El horror, la casualidad, la voluntad de vivir y la intuición me llevaron de un modo extraño hasta la Lista Schindler. En el campo de Plaszow supimos que un empresario de Cracovia cerraba su fábrica por el avance del frente ruso y quería montar una de municiones en Brünnlitz, Checoslovaquia. Se llamaba Oskar Schindler. Los prisioneros de Plaszow estábamos catalogados como obreros metalúrgicos y, junto con los judíos que ya trabajaban para él, fuimos incluidos en una lista de gente que se iría para allá. Nos convertimos en la Lista Schindler: hombres y mujeres a quienes el destino les tenía previsto un respiro en medio del infierno.
En el otoño de 1944 ingresé a la fábrica como el trabajador número 371. Las condiciones del lugar eran las mismas que las de todos los judíos en ese momento: trabajo forzado y sin pago alguno. Pero el comportamiento de Oskar Schindler y su mujer Emilie era humano. No teníamos nombre ni ropa propia pero se comía bien, no se pasaba hambre y había buen trato. Siempre teníamos calefacción y agua caliente, incluso en las habitaciones colectivas donde dormíamos. Emilie se las arreglaba para conseguir remedios para los enfermos. No había muchas muertes pero cuando ocurría alguna se hacía un entierro por la noche, en un cementerio católico, con la mínima legitimidad de una ceremonia. Poder dar una sepultura, aunque no fuera judía pero por lo menos humana, era reparador. Yo me ofrecí como voluntario para hacerlo las pocas veces que hubo necesidad. A la mañana siguiente de la primera vez, me encontré con la sorpresa de que Emilie había asignado un kilo de pan extra como pago a cada enterrador.
Un representante de la Wehrmacht, las fuerzas armadas de la Alemania nazi, inspeccionaba periódicamente la producción. Schindler enviaba regalos a los nazis y los invitaba a cenas en las que servían productos extravagantes, se apoyaba en la metodología nazi para salvarnos la vida y los obreros le respondíamos porque queríamos salvarnos. Cuánto de su acción empezó como un negocio y cuánto como una empresa humanitaria no es fácil de decir, pero sí es evidente que en un momento se volvió exclusivamente una empresa humanitaria.
La fábrica debía producir balas antitanque. En todo ese tiempo fabricamos apenas un vagón de balas que además regresó en devolución. En el campo había más gente que puestos reales de trabajo. Eramos casi mil trescientos judíos para alimentar y también había unas trescientas bocas más, entre los rusos y polacos que constituían la planta asalariada del campo. También debían alimentar con una dieta diferente a los guardias nazis de la fábrica. Todo salía del dinero de los Schindler. Sus objetivos, claramente, se habían deslindado por completo del aspecto económico.
+ + + +
## CONSIGNA A
Enumera todos los nombres propios de lugares geográficos que aparecen en el fragmento sobre la Lista Schindler.
## CONSIGNA B
Prosigue el fragmento sobre la fábrica de Schindler desde su última oración.

## EXTRACTOS DE DATOS
+ + + +
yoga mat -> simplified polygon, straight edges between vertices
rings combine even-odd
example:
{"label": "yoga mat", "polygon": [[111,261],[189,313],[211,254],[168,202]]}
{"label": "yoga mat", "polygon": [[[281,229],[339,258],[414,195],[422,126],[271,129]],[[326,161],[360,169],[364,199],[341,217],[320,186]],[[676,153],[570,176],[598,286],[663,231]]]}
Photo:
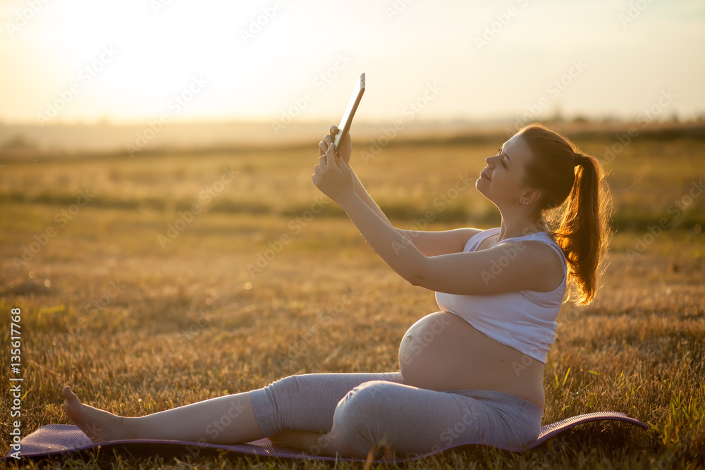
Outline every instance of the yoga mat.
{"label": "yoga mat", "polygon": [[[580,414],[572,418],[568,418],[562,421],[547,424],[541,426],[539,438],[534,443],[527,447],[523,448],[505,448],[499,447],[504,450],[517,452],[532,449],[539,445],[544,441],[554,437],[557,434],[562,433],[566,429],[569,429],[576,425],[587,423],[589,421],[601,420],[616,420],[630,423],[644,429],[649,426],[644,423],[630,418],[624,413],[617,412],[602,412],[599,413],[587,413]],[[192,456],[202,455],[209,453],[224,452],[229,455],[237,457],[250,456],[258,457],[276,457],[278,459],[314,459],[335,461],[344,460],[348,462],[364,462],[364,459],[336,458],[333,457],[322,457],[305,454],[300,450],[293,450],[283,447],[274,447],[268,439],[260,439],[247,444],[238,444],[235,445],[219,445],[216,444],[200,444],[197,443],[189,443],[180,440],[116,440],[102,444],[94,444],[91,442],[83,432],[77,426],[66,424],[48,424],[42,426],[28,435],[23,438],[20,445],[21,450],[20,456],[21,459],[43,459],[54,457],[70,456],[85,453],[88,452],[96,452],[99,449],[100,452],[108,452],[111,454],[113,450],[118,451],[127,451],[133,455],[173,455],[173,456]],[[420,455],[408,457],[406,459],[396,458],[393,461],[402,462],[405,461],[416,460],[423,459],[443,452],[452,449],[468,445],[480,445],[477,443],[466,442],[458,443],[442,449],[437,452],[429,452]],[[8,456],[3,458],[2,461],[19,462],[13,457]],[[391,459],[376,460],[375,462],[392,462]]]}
+ + + +
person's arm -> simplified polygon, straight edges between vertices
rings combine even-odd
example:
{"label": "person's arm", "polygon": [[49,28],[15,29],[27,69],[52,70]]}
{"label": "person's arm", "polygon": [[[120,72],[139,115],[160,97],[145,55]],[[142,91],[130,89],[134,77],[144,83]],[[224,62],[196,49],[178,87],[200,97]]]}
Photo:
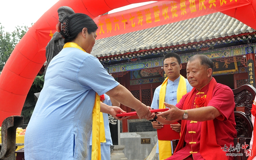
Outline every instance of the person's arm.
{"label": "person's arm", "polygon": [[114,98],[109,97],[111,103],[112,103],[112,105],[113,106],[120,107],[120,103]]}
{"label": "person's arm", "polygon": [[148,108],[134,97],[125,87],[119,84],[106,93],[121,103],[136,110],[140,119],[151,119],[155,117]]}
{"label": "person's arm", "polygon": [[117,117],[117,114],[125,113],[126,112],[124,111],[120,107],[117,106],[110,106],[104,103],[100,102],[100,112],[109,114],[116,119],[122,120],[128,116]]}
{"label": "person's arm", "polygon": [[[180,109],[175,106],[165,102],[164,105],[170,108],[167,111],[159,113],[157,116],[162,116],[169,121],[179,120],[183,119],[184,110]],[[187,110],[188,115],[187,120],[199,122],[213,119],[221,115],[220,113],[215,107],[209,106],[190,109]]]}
+ + + +
## RESPUESTA A
Plaszow, Cracovia, Brünnlitz, Checoslovaquia, Alemania

## RESPUESTA B
El 7 de mayo de 1945 amaneció celeste, era primavera. Algo extraño pasaba, la gente deambulaba sin trabajar. Oskar apareció en el patio acompañado por Emilie, se ubicaron arriba de una pequeña tarima. Oskar dio la orden de encender la radio. Nosotros nos paramos alrededor de los parlantes. En la radio de los Schindler escuchamos la voz de Churchill: Alemania se rendía en forma incondicional. Había terminado la Segunda Guerra Mundial.
Oskar nos agradeció el esfuerzo que todos habíamos hecho para sostener su fábrica, nos informó que la cerraba y que, a partir de se momento, cada uno de nosotros era libre. Atravesamos el portón de salida con emoción y miedo. Me fui de Brünnlitz una semana después de terminada la guerra.
Frente a las críticas que luego recibió Oskar, yo puedo decir que no podría haber tenido la fábrica de Cracovia sino del modo en que la tuvo, y no podría habernos salvado la vida sino como nos la salvó. El purismo no nos hubiera servido para nada a nosotros, “sus judíos”. Mi más sincero y profundo homenaje a un hombre muy valiente y noble. La historia le asignó un lugar mucho menor a Emilie del que realmente tuvo en nuestra supervivencia. Mi sincero y eterno agradecimiento a ella. Lo que cuenta para juzgarlos no son sus amigos circunstanciales o sus métodos, sino los resultados de lo que aconteció con nosotros: nos salvó la vida.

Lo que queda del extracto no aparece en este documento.